> _Aufgaben_
1 > Zieh aus dem Textauszug den Abschnitt von „Reportage: Akiko Lachenmann“ bis „sich zugetragen hatte.“ heraus, beide Stellen eingeschlossen, und schreib ihn Wort für Wort ab.
2 > Welche Körperteile werden im Textauszug genannt? Zähl alle auf.
3 > Wie lange dauerte es laut Textauszug, bis vollständig begriffen wurde, was sich zugetragen hatte?

Reportage: Akiko Lachenmann (alm)
Beschreiben Sie bitte, was nach dem Aufwachen in Ihrem Kopf vorging.
Ich war zwar wieder bei Sinnen, konnte aber die Geschehnisse nicht einordnen. Ich schimpfte zum Beispiel mit den Ärzten, die meine Reflexe testen mussten. Ich dachte: Was machen diese Leute andauernd an meinen Füßen herum, können die mich nicht in Ruhe lassen? Erst als man mir Tage später den Kopfverband abnahm und ich den abrasierten Schädel mit der langen Narbe erblickte, ahnte ich, dass mit mir etwas Schlimmes geschehen war. Wobei auch in diesem Moment mein erster Gedanke war: Wenn man mich schon da oben aufschneidet, wieso hat man nicht auch gleich mein Doppelkinn wegoperiert? Es vergingen Monate, bis ich vollständig begriff, was sich zugetragen hatte.

> _Material zur Prüfung_
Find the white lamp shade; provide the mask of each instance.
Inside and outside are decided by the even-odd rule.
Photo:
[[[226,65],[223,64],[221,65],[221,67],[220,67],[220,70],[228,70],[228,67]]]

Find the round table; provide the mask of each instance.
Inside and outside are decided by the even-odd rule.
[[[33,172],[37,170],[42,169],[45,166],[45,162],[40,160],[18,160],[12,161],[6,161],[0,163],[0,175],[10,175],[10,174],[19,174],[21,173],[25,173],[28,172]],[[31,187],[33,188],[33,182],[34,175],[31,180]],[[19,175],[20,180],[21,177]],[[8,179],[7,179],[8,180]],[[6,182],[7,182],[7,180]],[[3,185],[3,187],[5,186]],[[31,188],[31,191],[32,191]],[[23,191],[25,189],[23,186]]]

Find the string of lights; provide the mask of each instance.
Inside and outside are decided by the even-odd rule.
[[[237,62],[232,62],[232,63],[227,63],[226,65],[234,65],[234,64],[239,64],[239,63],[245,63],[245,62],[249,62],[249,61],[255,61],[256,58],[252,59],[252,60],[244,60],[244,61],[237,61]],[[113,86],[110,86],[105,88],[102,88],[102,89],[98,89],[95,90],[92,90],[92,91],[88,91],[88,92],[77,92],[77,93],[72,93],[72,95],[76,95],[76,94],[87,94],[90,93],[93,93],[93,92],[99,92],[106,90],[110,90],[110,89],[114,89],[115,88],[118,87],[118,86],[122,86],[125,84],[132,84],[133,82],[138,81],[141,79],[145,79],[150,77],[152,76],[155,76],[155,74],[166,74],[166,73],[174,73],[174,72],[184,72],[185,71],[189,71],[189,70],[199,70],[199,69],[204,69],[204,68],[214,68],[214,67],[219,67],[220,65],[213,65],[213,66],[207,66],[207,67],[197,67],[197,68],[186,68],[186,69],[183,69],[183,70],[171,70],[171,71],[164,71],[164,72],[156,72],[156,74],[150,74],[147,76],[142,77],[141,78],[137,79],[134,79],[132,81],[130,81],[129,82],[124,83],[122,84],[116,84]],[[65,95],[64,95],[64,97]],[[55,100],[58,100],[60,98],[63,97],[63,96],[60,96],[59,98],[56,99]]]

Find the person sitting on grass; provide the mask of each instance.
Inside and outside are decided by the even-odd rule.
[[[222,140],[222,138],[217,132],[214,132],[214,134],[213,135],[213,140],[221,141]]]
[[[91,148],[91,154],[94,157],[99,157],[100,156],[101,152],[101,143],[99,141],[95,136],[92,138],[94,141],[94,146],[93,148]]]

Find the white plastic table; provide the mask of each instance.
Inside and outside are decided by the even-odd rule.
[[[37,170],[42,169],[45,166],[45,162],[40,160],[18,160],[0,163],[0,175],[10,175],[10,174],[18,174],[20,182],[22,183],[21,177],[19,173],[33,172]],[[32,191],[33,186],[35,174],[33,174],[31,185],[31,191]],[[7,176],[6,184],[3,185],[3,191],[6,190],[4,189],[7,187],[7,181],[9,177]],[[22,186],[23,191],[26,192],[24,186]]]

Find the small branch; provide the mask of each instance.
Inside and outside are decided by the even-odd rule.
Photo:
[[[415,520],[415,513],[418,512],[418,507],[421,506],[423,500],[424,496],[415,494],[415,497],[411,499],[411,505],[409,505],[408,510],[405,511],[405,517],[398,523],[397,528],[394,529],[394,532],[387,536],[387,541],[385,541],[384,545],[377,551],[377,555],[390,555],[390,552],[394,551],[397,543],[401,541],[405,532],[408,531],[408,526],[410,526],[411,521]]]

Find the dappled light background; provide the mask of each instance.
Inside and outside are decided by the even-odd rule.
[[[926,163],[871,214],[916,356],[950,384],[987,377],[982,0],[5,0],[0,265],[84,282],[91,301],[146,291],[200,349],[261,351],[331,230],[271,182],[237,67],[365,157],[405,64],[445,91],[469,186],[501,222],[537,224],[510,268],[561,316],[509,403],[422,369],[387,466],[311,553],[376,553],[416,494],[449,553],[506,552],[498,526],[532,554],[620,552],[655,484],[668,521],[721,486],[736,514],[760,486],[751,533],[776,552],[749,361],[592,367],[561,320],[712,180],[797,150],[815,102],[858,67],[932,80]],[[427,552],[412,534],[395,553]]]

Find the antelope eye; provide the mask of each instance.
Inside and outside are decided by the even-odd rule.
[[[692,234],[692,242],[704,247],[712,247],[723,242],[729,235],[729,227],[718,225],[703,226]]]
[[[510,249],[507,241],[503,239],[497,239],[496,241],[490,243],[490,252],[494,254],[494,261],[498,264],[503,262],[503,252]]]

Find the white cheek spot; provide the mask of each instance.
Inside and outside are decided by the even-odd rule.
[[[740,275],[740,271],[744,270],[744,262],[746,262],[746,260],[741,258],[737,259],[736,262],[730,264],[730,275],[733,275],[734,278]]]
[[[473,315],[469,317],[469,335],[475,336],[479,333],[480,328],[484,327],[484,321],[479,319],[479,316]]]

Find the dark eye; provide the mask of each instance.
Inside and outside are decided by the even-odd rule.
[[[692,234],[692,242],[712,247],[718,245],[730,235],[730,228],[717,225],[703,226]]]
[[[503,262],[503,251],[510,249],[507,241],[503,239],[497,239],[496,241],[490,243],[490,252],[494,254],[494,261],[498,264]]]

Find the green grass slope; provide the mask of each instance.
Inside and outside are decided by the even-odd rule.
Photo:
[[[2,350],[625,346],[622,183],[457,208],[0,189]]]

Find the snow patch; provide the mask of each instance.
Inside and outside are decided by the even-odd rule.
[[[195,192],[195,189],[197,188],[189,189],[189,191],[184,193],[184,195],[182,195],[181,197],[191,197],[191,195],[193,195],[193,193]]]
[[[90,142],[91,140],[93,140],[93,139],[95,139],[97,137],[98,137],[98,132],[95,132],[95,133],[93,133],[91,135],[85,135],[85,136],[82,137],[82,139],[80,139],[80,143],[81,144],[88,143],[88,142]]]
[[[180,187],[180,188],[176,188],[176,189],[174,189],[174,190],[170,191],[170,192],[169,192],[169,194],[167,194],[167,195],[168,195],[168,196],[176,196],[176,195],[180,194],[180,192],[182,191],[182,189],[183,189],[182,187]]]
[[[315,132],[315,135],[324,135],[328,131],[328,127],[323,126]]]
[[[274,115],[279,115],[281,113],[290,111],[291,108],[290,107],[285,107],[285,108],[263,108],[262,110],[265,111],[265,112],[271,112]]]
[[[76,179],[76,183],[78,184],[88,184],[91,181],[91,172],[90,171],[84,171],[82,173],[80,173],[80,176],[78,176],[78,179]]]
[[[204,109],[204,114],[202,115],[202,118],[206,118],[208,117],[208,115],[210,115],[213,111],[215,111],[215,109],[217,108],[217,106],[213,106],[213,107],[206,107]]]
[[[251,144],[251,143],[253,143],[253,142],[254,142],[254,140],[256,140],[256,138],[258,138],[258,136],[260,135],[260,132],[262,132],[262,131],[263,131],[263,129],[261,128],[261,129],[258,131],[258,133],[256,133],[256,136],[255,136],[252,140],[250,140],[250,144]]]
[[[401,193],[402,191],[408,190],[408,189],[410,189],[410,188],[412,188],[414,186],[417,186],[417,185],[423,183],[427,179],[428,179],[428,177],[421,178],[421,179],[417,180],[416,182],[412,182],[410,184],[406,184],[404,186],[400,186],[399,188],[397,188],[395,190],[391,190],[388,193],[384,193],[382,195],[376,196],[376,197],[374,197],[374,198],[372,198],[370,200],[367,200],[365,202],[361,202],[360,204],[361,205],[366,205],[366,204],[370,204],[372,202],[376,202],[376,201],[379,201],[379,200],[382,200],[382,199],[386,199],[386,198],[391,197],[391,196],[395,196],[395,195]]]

> _Lösungen_
1 >
Reportage: Akiko Lachenmann (alm)
Beschreiben Sie bitte, was nach dem Aufwachen in Ihrem Kopf vorging.
Ich war zwar wieder bei Sinnen, konnte aber die Geschehnisse nicht einordnen. Ich schimpfte zum Beispiel mit den Ärzten, die meine Reflexe testen mussten. Ich dachte: Was machen diese Leute andauernd an meinen Füßen herum, können die mich nicht in Ruhe lassen? Erst als man mir Tage später den Kopfverband abnahm und ich den abrasierten Schädel mit der langen Narbe erblickte, ahnte ich, dass mit mir etwas Schlimmes geschehen war. Wobei auch in diesem Moment mein erster Gedanke war: Wenn man mich schon da oben aufschneidet, wieso hat man nicht auch gleich mein Doppelkinn wegoperiert? Es vergingen Monate, bis ich vollständig begriff, was sich zugetragen hatte.

2 > Kopf, Füße, Schädel, Doppelkinn

3 > Es vergingen Monate.